[THE DATA]:
───

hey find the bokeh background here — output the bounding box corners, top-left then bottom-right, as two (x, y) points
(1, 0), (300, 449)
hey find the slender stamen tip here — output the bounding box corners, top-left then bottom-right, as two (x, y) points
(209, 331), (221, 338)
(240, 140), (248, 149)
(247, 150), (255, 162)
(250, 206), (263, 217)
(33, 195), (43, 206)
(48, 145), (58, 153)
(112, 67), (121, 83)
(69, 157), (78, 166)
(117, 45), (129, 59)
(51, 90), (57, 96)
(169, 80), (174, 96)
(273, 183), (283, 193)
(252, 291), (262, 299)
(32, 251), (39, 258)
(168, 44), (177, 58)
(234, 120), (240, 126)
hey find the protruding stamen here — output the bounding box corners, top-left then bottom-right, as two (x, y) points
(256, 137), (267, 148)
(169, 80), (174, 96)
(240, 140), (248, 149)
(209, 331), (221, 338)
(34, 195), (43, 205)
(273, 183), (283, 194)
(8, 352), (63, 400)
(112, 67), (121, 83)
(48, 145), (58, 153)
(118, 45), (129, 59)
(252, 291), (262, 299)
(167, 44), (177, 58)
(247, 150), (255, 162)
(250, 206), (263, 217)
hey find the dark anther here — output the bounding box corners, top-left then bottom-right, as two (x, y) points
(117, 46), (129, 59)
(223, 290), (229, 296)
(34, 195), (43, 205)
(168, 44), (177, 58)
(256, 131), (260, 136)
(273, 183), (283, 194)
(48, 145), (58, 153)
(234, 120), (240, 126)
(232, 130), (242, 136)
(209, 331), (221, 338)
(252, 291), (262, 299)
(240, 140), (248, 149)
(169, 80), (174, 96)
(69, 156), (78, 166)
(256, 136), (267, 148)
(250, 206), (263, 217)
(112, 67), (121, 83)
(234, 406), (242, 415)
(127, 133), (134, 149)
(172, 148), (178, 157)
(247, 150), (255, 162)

───

The response should consist only of the lines from the one containing "hey find the protruding" to the end of the material above, both included.

[EXERCISE SOLUTION]:
hey find the protruding stamen here — output the bounding box corners, top-left then bottom-right, as two (x, y) points
(256, 137), (267, 148)
(169, 80), (174, 96)
(240, 140), (248, 149)
(209, 331), (221, 338)
(34, 195), (43, 205)
(273, 183), (283, 194)
(8, 352), (63, 400)
(112, 67), (121, 83)
(48, 145), (58, 153)
(118, 45), (129, 59)
(252, 291), (262, 299)
(167, 44), (177, 58)
(247, 150), (255, 162)
(250, 206), (263, 217)
hey find the dark anther here — output the bounding box corners, top-left then bottom-right, as two (x, y) points
(117, 46), (129, 59)
(223, 290), (229, 296)
(34, 195), (43, 205)
(168, 44), (177, 58)
(256, 131), (260, 136)
(273, 183), (283, 194)
(48, 145), (58, 153)
(234, 120), (240, 126)
(232, 130), (242, 136)
(209, 331), (221, 338)
(252, 291), (262, 299)
(240, 140), (248, 149)
(169, 80), (174, 96)
(69, 156), (78, 166)
(256, 136), (267, 148)
(250, 206), (263, 217)
(112, 67), (121, 83)
(234, 406), (242, 415)
(127, 133), (134, 149)
(172, 148), (178, 157)
(247, 150), (255, 162)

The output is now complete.